What you have to do: Return the records below exactly, leaving nothing out.

Material for this task:
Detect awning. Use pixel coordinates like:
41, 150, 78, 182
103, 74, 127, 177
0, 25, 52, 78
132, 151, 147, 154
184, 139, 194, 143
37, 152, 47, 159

Result for this exercise:
Detect awning. Use pixel coordinates like:
41, 150, 78, 182
103, 74, 127, 177
0, 25, 52, 78
132, 151, 147, 154
184, 139, 194, 143
37, 152, 47, 159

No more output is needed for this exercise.